*** Opening of TEXT UNDER STUDY ***

BEHAVE Lab, Department of Social and Political Sciences
University of Milan, Italy
Since the onset of the COVID-19 pandemic in early months of the last year, journals have been flooded by an unusually high number of submissions, while expecting a shortage of reviewers. This motivated some publishers to collaborate to improve the capacity of prompt responses of their journals to this unprecedented scale of submissions. During a pandemic in which demand for research increases so much, there is nothing more important that speeding up dissemination of findings while ensuring the quality of peer review.
In an article published by “Learned Publishing” on 8 March 2021, Phil Hurst and Sarah Greaves report on how the pandemic crisis sparked cross-publisher collaboration and their experience in the COVID-19 Rapid Review initiative, established in March 2020 to expand the pool of reviewers, encourage transfer of manuscripts between publishers, ensure that each article submitted to journal had a preprint and ensure that manuscripts had data. This initially involved important publishers, such as Hindawi, PLOS and The Royal Society among others, and a group of scholarly communication organizations, whose groups later expanded to other publishers, e.g., The MIT Press, Springer Nature and Cambridge University Press, among others.
What did we learn from this experience?
Decoupling dissemination from evaluation via preprint-submission links was key to ensure a relative isolation of peer review at journal level, though obviously reviewers were still working with higher pressures (e.g., delivering reports within five working days). This also permitted to fast-track COVID-19 papers. However, the paper reports that only 10% of Rapid Reviewers were actually invited to review for journals, thus revealing coordination problems with journal editors who presumably preferred to rely on their own pool of referees. Hurst and Greaves also found little author uptake of inter-publisher journal transfer option, probably due to the strategic choices of journal targeting by authors and their perceived disadvantages of sharing critical reports.
Regardless of these critical outcomes, Hurst and Greaves shared important insights on a cross-publisher initiative in the making. On the one hand, cross-publisher initiatives must be encouraged and the COVID-19 Rapid Review must be praised for this achievement. Collaboration between publishers creates social capital and trust in a typical competitive environment, such as the publishing industry, which in turn can promote other initiatives beneficial for the scientific community, e.g., journal data sharing, training initiatives, etc.. On the other, there are still obstacles that would require careful attention and dedicated efforts.

*** Close of TEXT UNDER STUDY ***

TASK INSTRUCTIONS:
A) In the text on cross-publisher collaboration, what share of Rapid Reviewers were actually invited to review for journals?
B) Please list every publisher that the text on cross-publisher collaboration names as part of the COVID-19 Rapid Review initiative.
C) Reproduce the passage of the text on cross-publisher collaboration between "What did we" and "sharing critical reports.", inclusive.
Rely on nothing but the text on cross-publisher collaboration.

*** Opening of SOURCE MATERIAL ***

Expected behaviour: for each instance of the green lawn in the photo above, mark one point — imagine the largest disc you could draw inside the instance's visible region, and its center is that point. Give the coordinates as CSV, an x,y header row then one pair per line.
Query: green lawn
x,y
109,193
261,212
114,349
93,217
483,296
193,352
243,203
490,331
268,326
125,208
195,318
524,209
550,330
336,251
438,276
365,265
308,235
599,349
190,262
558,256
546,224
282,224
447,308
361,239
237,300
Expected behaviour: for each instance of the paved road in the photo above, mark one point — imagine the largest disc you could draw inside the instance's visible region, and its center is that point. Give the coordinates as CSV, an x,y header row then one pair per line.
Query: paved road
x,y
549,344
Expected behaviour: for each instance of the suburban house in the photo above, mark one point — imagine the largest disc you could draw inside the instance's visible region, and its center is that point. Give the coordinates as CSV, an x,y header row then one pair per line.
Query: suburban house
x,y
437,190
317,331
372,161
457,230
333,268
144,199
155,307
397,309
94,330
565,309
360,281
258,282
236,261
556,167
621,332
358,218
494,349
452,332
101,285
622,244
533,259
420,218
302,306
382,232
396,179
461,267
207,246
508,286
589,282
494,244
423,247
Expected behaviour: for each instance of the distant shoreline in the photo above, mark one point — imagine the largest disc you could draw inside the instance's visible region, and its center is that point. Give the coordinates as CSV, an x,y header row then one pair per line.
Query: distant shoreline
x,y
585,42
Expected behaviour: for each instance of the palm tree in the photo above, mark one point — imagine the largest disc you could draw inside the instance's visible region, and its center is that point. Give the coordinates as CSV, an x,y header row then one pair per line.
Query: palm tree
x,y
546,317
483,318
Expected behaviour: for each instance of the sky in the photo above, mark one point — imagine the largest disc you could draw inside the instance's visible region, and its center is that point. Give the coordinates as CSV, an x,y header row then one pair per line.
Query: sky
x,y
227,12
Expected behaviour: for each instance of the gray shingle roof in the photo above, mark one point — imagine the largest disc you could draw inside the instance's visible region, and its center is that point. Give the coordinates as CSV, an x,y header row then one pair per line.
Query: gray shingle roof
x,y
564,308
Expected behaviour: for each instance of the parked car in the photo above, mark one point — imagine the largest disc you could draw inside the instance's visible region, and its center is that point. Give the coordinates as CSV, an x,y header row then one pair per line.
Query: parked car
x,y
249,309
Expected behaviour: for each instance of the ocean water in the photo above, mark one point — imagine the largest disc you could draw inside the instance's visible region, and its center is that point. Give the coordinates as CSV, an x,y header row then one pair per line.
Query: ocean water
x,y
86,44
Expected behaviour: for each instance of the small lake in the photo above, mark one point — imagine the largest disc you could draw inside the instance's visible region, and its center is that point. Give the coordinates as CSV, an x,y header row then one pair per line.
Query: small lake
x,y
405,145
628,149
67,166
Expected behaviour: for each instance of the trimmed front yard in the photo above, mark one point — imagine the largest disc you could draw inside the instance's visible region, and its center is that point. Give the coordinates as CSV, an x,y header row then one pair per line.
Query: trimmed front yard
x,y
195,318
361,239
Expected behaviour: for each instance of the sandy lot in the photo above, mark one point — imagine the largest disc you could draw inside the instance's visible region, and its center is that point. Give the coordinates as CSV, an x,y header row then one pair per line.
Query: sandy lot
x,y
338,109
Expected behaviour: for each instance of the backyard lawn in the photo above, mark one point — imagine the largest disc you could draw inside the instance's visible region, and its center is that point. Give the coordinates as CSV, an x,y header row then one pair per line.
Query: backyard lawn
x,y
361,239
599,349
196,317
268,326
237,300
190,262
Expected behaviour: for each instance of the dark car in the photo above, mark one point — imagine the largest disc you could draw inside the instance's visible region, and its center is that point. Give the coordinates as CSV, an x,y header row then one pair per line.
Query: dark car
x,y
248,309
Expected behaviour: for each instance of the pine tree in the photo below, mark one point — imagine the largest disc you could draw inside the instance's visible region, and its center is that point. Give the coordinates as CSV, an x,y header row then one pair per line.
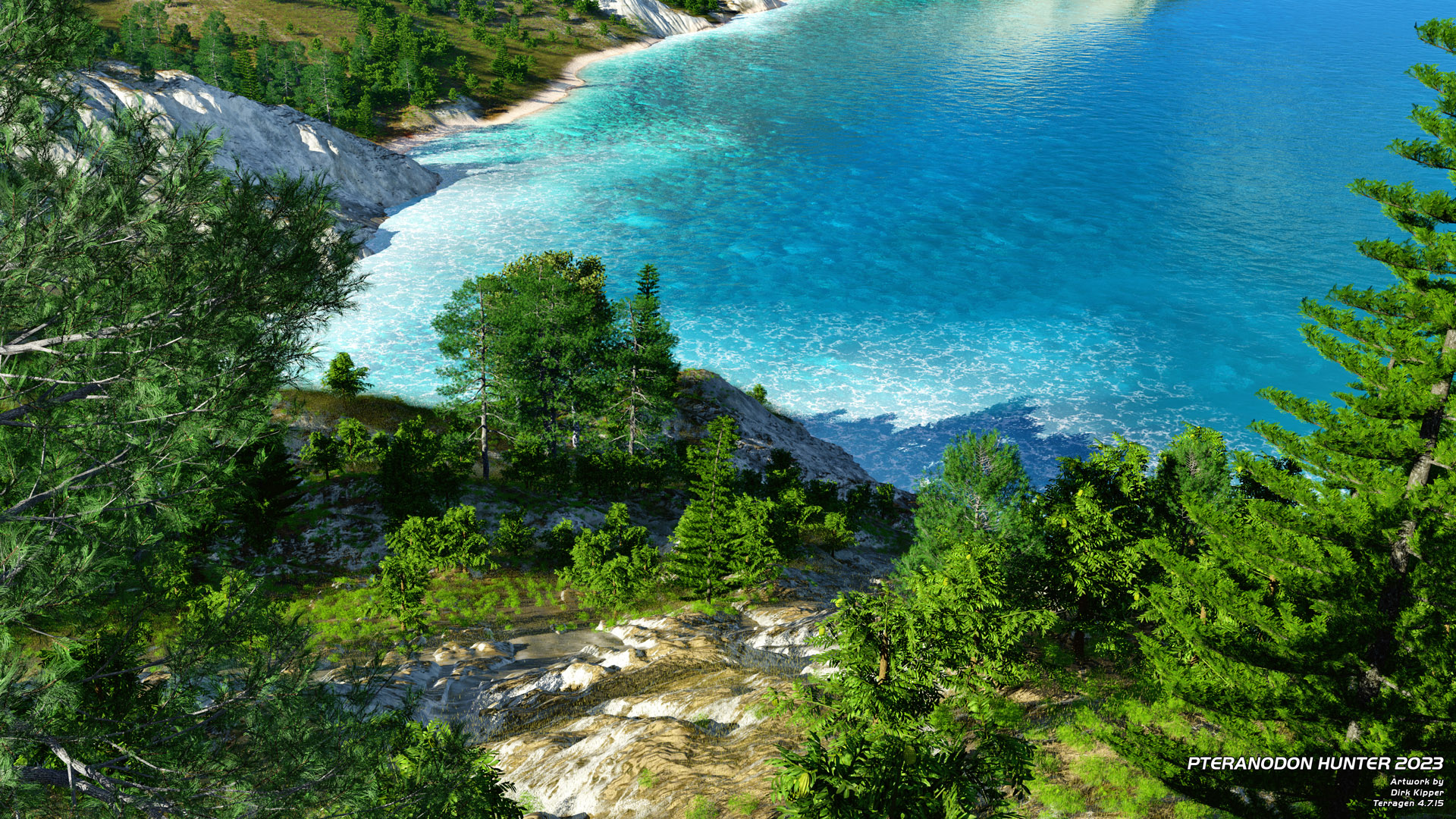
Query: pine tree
x,y
466,340
344,378
153,306
215,61
551,357
705,532
1088,558
647,372
1315,617
981,487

*** Close of SOURCE MATERIAL ***

ANSWER SET:
A) 10%

B) Hindawi, PLOS, The Royal Society, The MIT Press, Springer Nature, Cambridge University Press

C)
What did we learn from this experience?
Decoupling dissemination from evaluation via preprint-submission links was key to ensure a relative isolation of peer review at journal level, though obviously reviewers were still working with higher pressures (e.g., delivering reports within five working days). This also permitted to fast-track COVID-19 papers. However, the paper reports that only 10% of Rapid Reviewers were actually invited to review for journals, thus revealing coordination problems with journal editors who presumably preferred to rely on their own pool of referees. Hurst and Greaves also found little author uptake of inter-publisher journal transfer option, probably due to the strategic choices of journal targeting by authors and their perceived disadvantages of sharing critical reports.